Consigne - Reproduisez fidèlement le passage du texte sur le vécu des femmes en début de grossesse, de « Le manque de » à « le plus besoin. ».

Texte à analyser -
==============================

Les explications scientifiques ne décrivant pas leur vécu, les femmes ont tendance à se réfugier dans des représentations qui renforcent leur sentiment d’illégitimité explique l’autrice :

Elles se réfugient une fois de plus dans l'idée que peut-être, comme le veut la représentation numéro 1, elles sont douillettes, chiantes, hystériques.... C’est une première illégitimité. La deuxième illégitimité c’est de s’interroger : “Est-ce que je suis légitime pour faire un bébé étant donné que je vis si mal physiquement et psychologiquement ce qui m'arrive alors que je voudrais être heureuse ?” Il y a une seule injonction qui est faite aux femmes, c'est le bonheur d'être mère. Il y a donc un moment où on se sent illégitime et ça a pour conséquence qu'on se re-réfugie dans cette espèce de pensée psychanalytique, de pensée magique, consistant à dire que, peut-être, on rejette finalement le projet, alors que ce n'est pas le cas, et que tout ça s'explique de manière biologique. 

D’autant que le monde du travail conforte terriblement les femmes dans l’entretien de ce silence. “Les femmes subissent des discriminations très violentes au travail dès lors qu’elles sont enceintes, affirme Judith Aquien. Ça gèle leur carrière ou en tout cas elles ont très peur que ça la gèle. Les femmes sont terrorisées et préfèrent ne pas annoncer leur grossesse au travail, malgré des symptômes extrêmement difficiles à ce moment-là, plutôt que de le faire “pour rien” dans le cas où une fausse couche adviendrait… Et ça les plonge dans une immense solitude”. 

Le manque de communication, d’informations, la dépréciation de la souffrance des femmes, ont pour corollaire une non-prise en charge des femmes pendant le premier tiers de leur grossesse, au moment même où elles en ont le plus besoin.

==============================

Données fournies -
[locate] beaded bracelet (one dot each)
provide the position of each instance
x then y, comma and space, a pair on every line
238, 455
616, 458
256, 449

==============================

Réponse -
Le manque de communication, d’informations, la dépréciation de la souffrance des femmes, ont pour corollaire une non-prise en charge des femmes pendant le premier tiers de leur grossesse, au moment même où elles en ont le plus besoin.